TO BE DONE →
Convert the rows starting with the line that contains "Box every honey bee." and going on through the line that contains "[851,238,1344,394]" into a JSON list of strings, one string per line, with blank lines omitted. Leave the pictures out of the answer.

## Begin RECORDS SUPPLIED

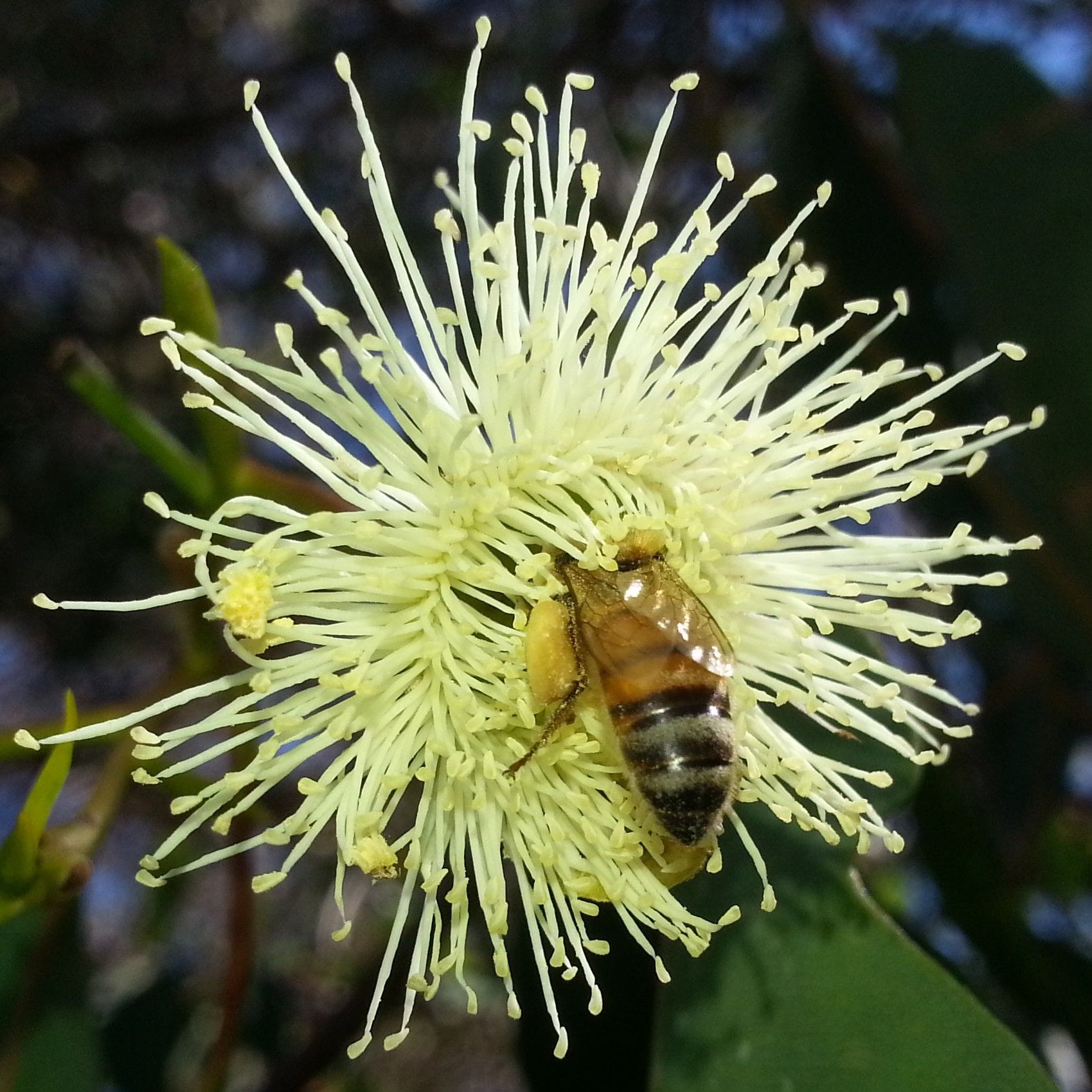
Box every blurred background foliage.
[0,0,1092,1092]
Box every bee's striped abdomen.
[611,686,735,845]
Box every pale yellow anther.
[353,834,398,879]
[216,564,273,640]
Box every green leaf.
[653,808,1054,1092]
[0,903,103,1092]
[155,235,219,342]
[14,1008,103,1092]
[0,690,76,899]
[155,235,242,499]
[64,344,213,506]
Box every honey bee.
[509,534,736,846]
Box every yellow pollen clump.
[353,834,398,880]
[219,567,273,640]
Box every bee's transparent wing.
[618,560,733,678]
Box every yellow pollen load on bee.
[353,834,398,880]
[219,567,273,640]
[525,600,580,704]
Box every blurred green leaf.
[0,903,103,1092]
[155,235,242,498]
[0,690,76,920]
[653,808,1054,1092]
[13,1007,103,1092]
[103,974,190,1092]
[64,343,212,505]
[155,235,219,342]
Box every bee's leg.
[506,595,587,776]
[505,676,587,778]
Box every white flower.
[31,19,1043,1055]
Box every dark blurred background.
[0,0,1092,1092]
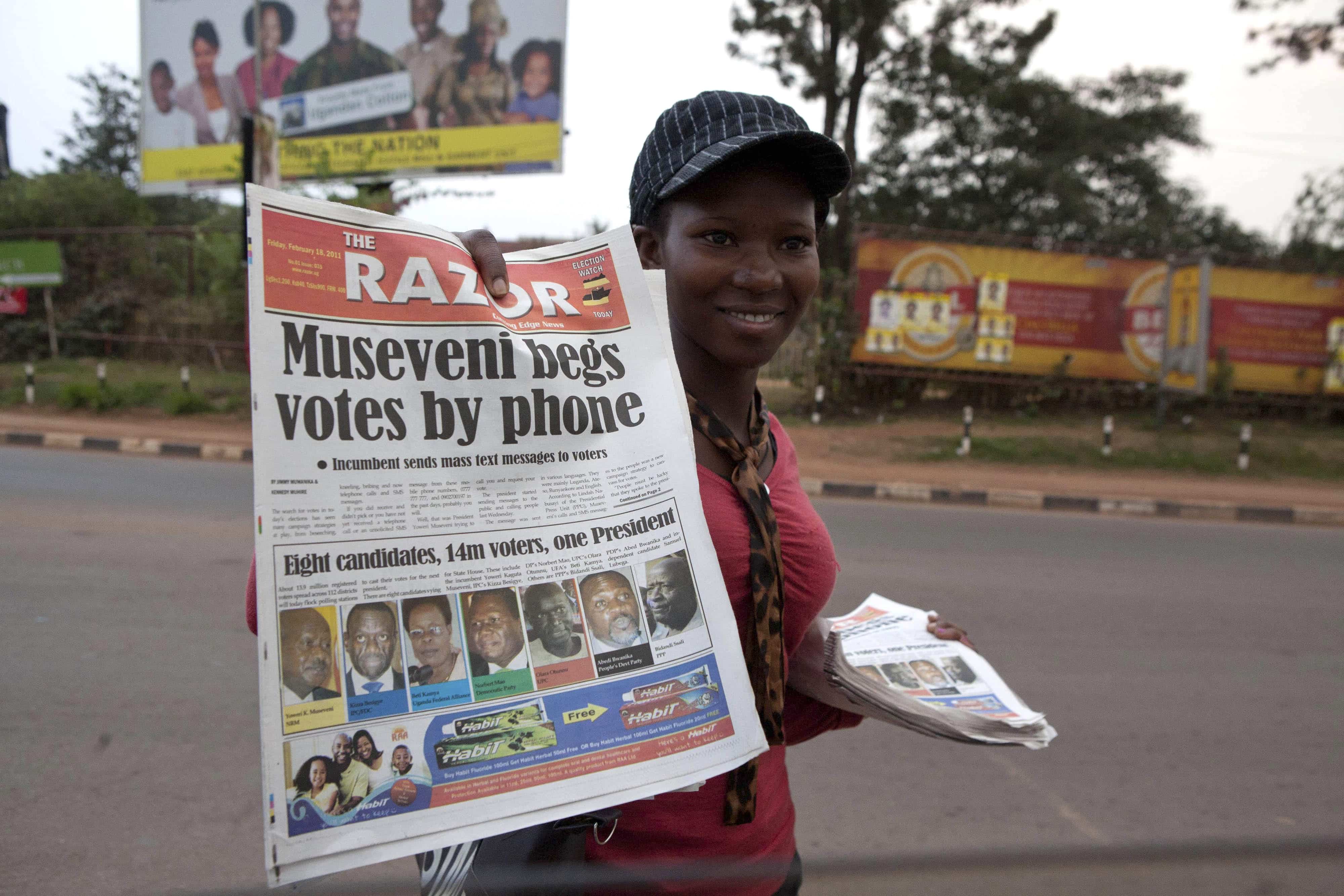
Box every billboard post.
[1157,257,1214,395]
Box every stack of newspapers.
[789,594,1055,750]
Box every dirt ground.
[10,409,1344,508]
[789,422,1344,508]
[0,407,251,446]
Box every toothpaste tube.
[434,721,555,768]
[621,665,710,702]
[621,685,719,728]
[444,700,546,737]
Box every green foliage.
[0,66,246,361]
[1235,0,1344,74]
[46,65,140,187]
[124,380,168,407]
[56,383,122,411]
[164,391,215,417]
[1284,167,1344,273]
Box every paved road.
[0,447,1344,896]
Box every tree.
[728,0,1019,398]
[1284,168,1344,274]
[46,65,140,187]
[1235,0,1344,74]
[728,0,1019,270]
[863,12,1269,257]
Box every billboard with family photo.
[140,0,566,194]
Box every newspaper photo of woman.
[173,19,247,145]
[234,0,298,108]
[910,659,952,688]
[939,657,976,685]
[353,728,392,790]
[402,594,466,688]
[882,662,923,690]
[294,756,340,815]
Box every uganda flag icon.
[583,274,612,308]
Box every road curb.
[0,430,251,463]
[8,430,1344,526]
[802,477,1344,526]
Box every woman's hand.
[454,230,508,298]
[929,611,976,650]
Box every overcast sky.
[0,0,1344,238]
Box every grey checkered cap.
[630,90,849,224]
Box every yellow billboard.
[851,237,1344,394]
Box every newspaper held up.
[247,187,766,885]
[789,594,1055,750]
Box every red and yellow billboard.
[851,238,1344,394]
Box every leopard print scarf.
[685,392,784,825]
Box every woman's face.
[257,7,284,56]
[191,38,219,78]
[523,52,551,99]
[407,603,453,669]
[640,163,821,368]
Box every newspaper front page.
[247,187,766,885]
[829,594,1039,720]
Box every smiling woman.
[452,91,859,896]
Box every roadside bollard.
[957,404,973,457]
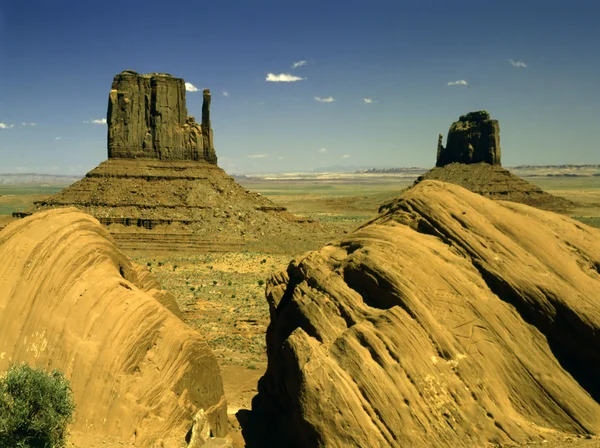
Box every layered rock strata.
[245,181,600,447]
[435,111,501,167]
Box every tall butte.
[14,70,330,250]
[415,110,574,212]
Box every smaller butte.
[13,70,329,251]
[413,110,575,212]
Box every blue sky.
[0,0,600,174]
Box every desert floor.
[0,173,600,448]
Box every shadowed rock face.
[245,181,600,447]
[436,111,501,167]
[107,70,217,163]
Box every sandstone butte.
[0,208,227,447]
[415,110,575,212]
[14,70,331,251]
[244,181,600,447]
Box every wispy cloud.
[292,61,308,68]
[315,96,335,103]
[509,59,527,68]
[84,118,106,124]
[265,73,304,82]
[185,82,199,92]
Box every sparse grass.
[134,252,290,366]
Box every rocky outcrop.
[414,162,575,213]
[244,181,600,447]
[107,70,217,163]
[0,208,227,447]
[436,110,501,167]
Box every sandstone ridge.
[245,181,600,447]
[13,71,335,251]
[414,110,575,212]
[435,110,501,167]
[106,70,217,163]
[0,208,227,447]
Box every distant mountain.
[0,173,83,186]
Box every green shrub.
[0,363,75,448]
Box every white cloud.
[315,96,335,103]
[185,82,199,92]
[509,59,527,68]
[448,79,469,86]
[265,73,304,82]
[292,61,308,68]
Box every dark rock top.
[436,110,501,167]
[107,70,217,163]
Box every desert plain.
[0,166,600,448]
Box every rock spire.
[107,70,217,163]
[435,110,501,167]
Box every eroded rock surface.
[0,208,227,447]
[415,162,575,212]
[245,181,600,447]
[107,70,217,163]
[435,111,501,166]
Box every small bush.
[0,363,75,448]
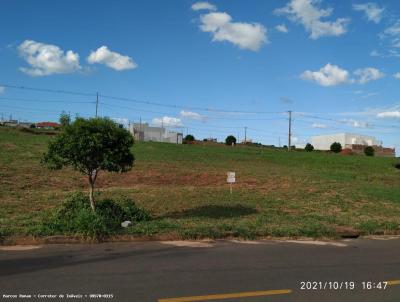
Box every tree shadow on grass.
[163,205,258,219]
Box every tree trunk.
[89,174,96,211]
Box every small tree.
[331,142,342,153]
[225,135,236,146]
[43,118,135,211]
[304,143,314,152]
[364,146,375,156]
[185,134,194,142]
[59,111,71,127]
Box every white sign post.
[226,172,236,194]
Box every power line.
[0,84,284,114]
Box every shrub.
[31,193,150,239]
[225,135,236,146]
[364,146,375,156]
[331,142,342,153]
[42,118,135,212]
[304,143,314,152]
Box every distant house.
[36,122,61,129]
[311,133,396,157]
[203,137,217,143]
[1,120,18,127]
[129,123,183,144]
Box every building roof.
[36,122,61,128]
[312,132,376,139]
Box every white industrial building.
[311,133,382,150]
[311,133,396,157]
[129,123,183,144]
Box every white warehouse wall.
[311,133,381,150]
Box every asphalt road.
[0,239,400,302]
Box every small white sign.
[226,172,236,184]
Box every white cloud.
[300,63,385,86]
[353,2,385,23]
[300,63,351,86]
[192,2,217,11]
[311,123,328,129]
[275,0,350,39]
[180,110,205,121]
[376,111,400,118]
[200,12,268,51]
[87,46,137,71]
[18,40,81,76]
[152,116,182,127]
[354,67,385,84]
[341,119,373,129]
[275,24,289,34]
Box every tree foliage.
[225,135,236,146]
[331,142,342,153]
[304,143,314,152]
[43,118,135,210]
[364,146,375,156]
[59,111,71,127]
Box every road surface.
[0,238,400,302]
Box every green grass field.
[0,128,400,238]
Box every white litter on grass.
[0,245,42,251]
[229,239,265,244]
[121,220,132,228]
[283,240,347,247]
[364,235,400,240]
[161,241,214,247]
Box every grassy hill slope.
[0,128,400,238]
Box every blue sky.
[0,0,400,149]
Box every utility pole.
[96,92,99,117]
[288,110,292,151]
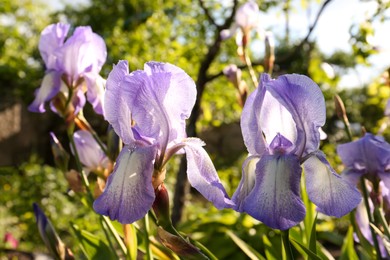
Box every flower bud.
[334,95,348,123]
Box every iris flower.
[29,23,107,114]
[93,61,232,224]
[72,130,109,171]
[337,133,390,189]
[232,74,361,230]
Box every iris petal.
[241,74,271,156]
[38,23,70,70]
[104,61,135,144]
[85,73,106,115]
[232,156,260,212]
[28,71,61,113]
[93,146,156,224]
[266,74,326,156]
[183,138,234,209]
[243,155,306,230]
[144,62,196,145]
[304,151,361,217]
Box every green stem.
[67,125,127,255]
[244,48,259,88]
[360,177,381,259]
[281,229,294,260]
[143,213,153,260]
[100,218,119,258]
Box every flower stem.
[281,229,294,260]
[67,124,127,255]
[360,177,381,259]
[244,48,259,88]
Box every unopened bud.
[334,94,348,123]
[65,170,85,192]
[50,132,70,172]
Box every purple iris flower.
[232,74,361,230]
[29,23,107,114]
[337,133,390,189]
[93,61,233,223]
[72,130,109,171]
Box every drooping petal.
[93,145,156,224]
[265,74,326,156]
[104,61,135,144]
[232,156,260,212]
[303,151,361,218]
[241,74,271,156]
[183,138,234,209]
[85,73,106,115]
[144,62,196,145]
[38,23,70,70]
[72,130,107,170]
[235,1,260,30]
[28,71,61,113]
[243,155,306,230]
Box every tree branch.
[172,0,238,225]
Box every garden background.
[0,0,390,259]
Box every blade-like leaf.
[71,224,116,259]
[290,239,321,260]
[225,230,265,260]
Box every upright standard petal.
[93,145,157,224]
[183,138,234,209]
[38,23,70,70]
[243,155,306,230]
[28,71,61,113]
[241,74,271,156]
[265,74,326,156]
[104,61,135,144]
[303,151,361,218]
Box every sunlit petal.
[104,61,135,144]
[243,155,306,230]
[28,71,61,113]
[265,74,326,156]
[183,138,234,209]
[304,151,361,217]
[232,156,260,212]
[93,146,156,224]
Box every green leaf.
[71,224,117,259]
[339,226,359,260]
[370,224,390,255]
[290,239,321,260]
[309,215,317,254]
[226,230,265,260]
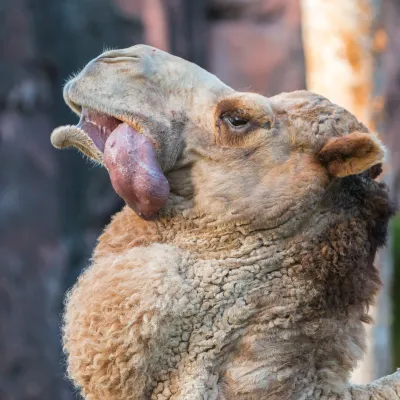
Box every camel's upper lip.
[77,108,123,153]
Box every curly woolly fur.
[56,46,400,400]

## End RECORDS SUPPLIED

REPLY →
[
  "Box every honey bee.",
  "[509,534,736,846]",
  "Box every yellow pollen clump.",
  "[353,834,398,880]",
  "[219,567,273,640]",
  "Box every bee's transparent wing.",
  "[618,560,733,678]",
  "Box every yellow pollen load on bee.",
  "[353,834,398,880]",
  "[219,567,273,640]",
  "[525,600,580,704]",
  "Box every blurred green leaf.",
  "[0,903,103,1092]",
  "[155,235,242,498]",
  "[0,690,76,920]",
  "[653,808,1054,1092]",
  "[13,1007,103,1092]",
  "[103,974,190,1092]",
  "[64,343,212,505]",
  "[155,235,219,342]",
  "Box every bee's leg.",
  "[506,595,587,776]",
  "[505,676,587,778]",
  "Box every white flower.",
  "[31,19,1043,1055]",
  "Box every dark blurred background.",
  "[0,0,1092,1092]",
  "Box every billboard post.",
  "[1157,257,1214,395]",
  "Box every stack of newspapers.",
  "[789,594,1055,750]",
  "Box every dirt ground.",
  "[10,409,1344,508]",
  "[789,422,1344,508]",
  "[0,407,251,446]",
  "Box every toothpaste tube.",
  "[434,721,555,768]",
  "[621,665,710,702]",
  "[621,685,719,728]",
  "[444,700,546,737]",
  "Box every green foliage.",
  "[0,66,246,361]",
  "[1235,0,1344,74]",
  "[46,65,140,187]",
  "[124,380,168,407]",
  "[56,383,122,411]",
  "[164,391,215,417]",
  "[1284,167,1344,273]",
  "Box every paved road.",
  "[0,447,1344,896]",
  "Box every tree.",
  "[728,0,1019,398]",
  "[1284,168,1344,274]",
  "[46,65,140,187]",
  "[1235,0,1344,74]",
  "[728,0,1019,270]",
  "[863,12,1269,257]",
  "Box every billboard with family photo.",
  "[140,0,566,194]",
  "Box every newspaper photo of woman.",
  "[173,19,247,145]",
  "[234,0,298,108]",
  "[910,659,952,688]",
  "[939,657,976,685]",
  "[353,728,392,790]",
  "[402,594,466,688]",
  "[882,662,923,690]",
  "[294,756,340,815]",
  "Box every uganda flag icon.",
  "[583,274,612,308]",
  "Box every road curb.",
  "[0,430,251,463]",
  "[8,430,1344,526]",
  "[802,477,1344,526]",
  "Box every woman's hand.",
  "[454,230,508,298]",
  "[929,611,976,650]",
  "Box every overcast sky.",
  "[0,0,1344,238]",
  "Box every grey checkered cap.",
  "[630,90,849,224]",
  "Box every yellow billboard.",
  "[851,237,1344,394]",
  "Box every newspaper held up.",
  "[247,187,766,885]",
  "[789,594,1055,750]",
  "Box every red and yellow billboard.",
  "[851,238,1344,394]"
]